§ **EXCERTO CITADO**
______________________________

Esta exibição, mal interpretada, ofendeu algumas briosas susceptibilidades, que à noite se apresentaram na rua recitando uns versos insultantes e desbragados. A autoridade, conhecedora disto, interveio, fazendo recolher os que por este modo andavam provocando desordens. Honra lhes seja por isso,
E deste modo finalizaram os folguedos escolásticos que, como se vê, tiveram este ano mais animação que nos anos anteriores.
Estavam lançadas as sementes da dissensão que se iria manifestar em 1870.
A poesia de que fala a notícia do Religião e Pátria é a que vai abaixo, versando um tema que será recorrente ao longo das décadas seguintes: a iminência da morte das festas dos estudantes de Guimarães a S. Nicolau.
À mortal decadência
da festa do S. Nicolau
Por entre as alas de inquietos vultos,
Que evocam do sepulcro a grã princesa,
Escoam estas sombras, não sepultos
Os restos dessa antiga realeza…
Sabeis já quem morreu...? oh! sim foi ela!!
A virgem coronal, a Virgem bela!
Nascida da ciência e da alegria,
Viu tronos baquear, gemer reinados;
Viu à pátria faltar a luz do dia,
Viu sábios a correr de alienados;
Viu guerras devastar o pátrio solo,
E a virgem não caiu... ergueu seu colo!
Mas ai! festa escolar, por ti, amor,
Tributo de saudade o peito anima;
Tristonho funeral, intensa dor
A sorte que tiveste aqui lastima!
= Mas se além do sepulcro alta nobreza
Te cabe inda por glória do passado,
Não queiras lá na campa uma vileza,
– Da terra ergue teu braço descarnado,
E mesmo morta, repele, ò cara amante,
Profano versejar de algum pedante!
– Se a frase lhes doer, tenham paciência;
É a mágoa, é o orgulho da ciência!
Os filhos de Minerva, a morte escura,
Com duplicado dó vão prantear;
Às damas que os amavam com loucura
Seu delirante amor patentear,
E a ti flor de lágrimas formada,
Que por eles, qual foste, inda és amada!
…………………………………………
Vós, gémeas da beleza, sabeis quanto
Era o afecto nosso deste dia…?
Por certo não esqueceis, lembrais o encanto,
“Onde o menino as almas acendia”.
Pois tudo tem seu fim; a lei mesquinha.
Nem os pastéis poupou da Joaninha!
Lá se vai de maçãs a grata oferta
Em que amor os segredos ocultava!
Não se lembra, menina, há-de estar certa
Do que dentro do pomo se encontrava?
Pois até nos vão levar este caminho,
Por onde a pega já fez e faz seu ninho!
…………………………………………
Correi por esta festa já mirrada
Ò tristes, bem sentidos prantos meus;
Carpideiras, erguei voz magoada,
– À virgem coronal dizei… adeus!
Tambores esconjurai quem à finada
Vier prantos votar de fariseus,
Que na campa em palmito, tem capela
Quem como ela viveu, morreu donzela!

______________________________

§ **DADOS APRESENTADOS**
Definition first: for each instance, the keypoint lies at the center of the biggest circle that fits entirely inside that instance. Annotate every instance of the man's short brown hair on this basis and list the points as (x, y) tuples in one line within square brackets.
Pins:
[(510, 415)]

______________________________

§ **TAREFA PROPOSTA 1**
Transcreva, sem alterações, tudo o que vai de "Pois tudo tem" até "faz seu ninho!" no excerto sobre a festa de S. Nicolau.
§ **TAREFA PROPOSTA 2**
Responda, com base no excerto sobre a festa de S. Nicolau:
(a) Em que ano se iria manifestar a dissensão cujas sementes estavam lançadas?
(b) Em que jornal saiu a notícia que fala da poesia?
(c) No poema, de quem eram os pastéis que a lei mesquinha não poupou?
§ **TAREFA PROPOSTA 3**
Reescreva de forma mais breve o parágrafo do excerto sobre a festa de S. Nicolau que começa por "A poesia de que fala", mantendo os factos principais.

§ **RESPOSTA 1**
Pois tudo tem seu fim; a lei mesquinha.
Nem os pastéis poupou da Joaninha!
Lá se vai de maçãs a grata oferta
Em que amor os segredos ocultava!
Não se lembra, menina, há-de estar certa
Do que dentro do pomo se encontrava?
Pois até nos vão levar este caminho,
Por onde a pega já fez e faz seu ninho!

§ **RESPOSTA 2**
(a) Em 1870.
(b) No Religião e Pátria.
(c) Da Joaninha.

§ **RESPOSTA 3**
O poema referido na notícia do Religião e Pátria trata de um tema que se repetiria nas décadas seguintes: o fim próximo das festas dos estudantes de Guimarães a S. Nicolau.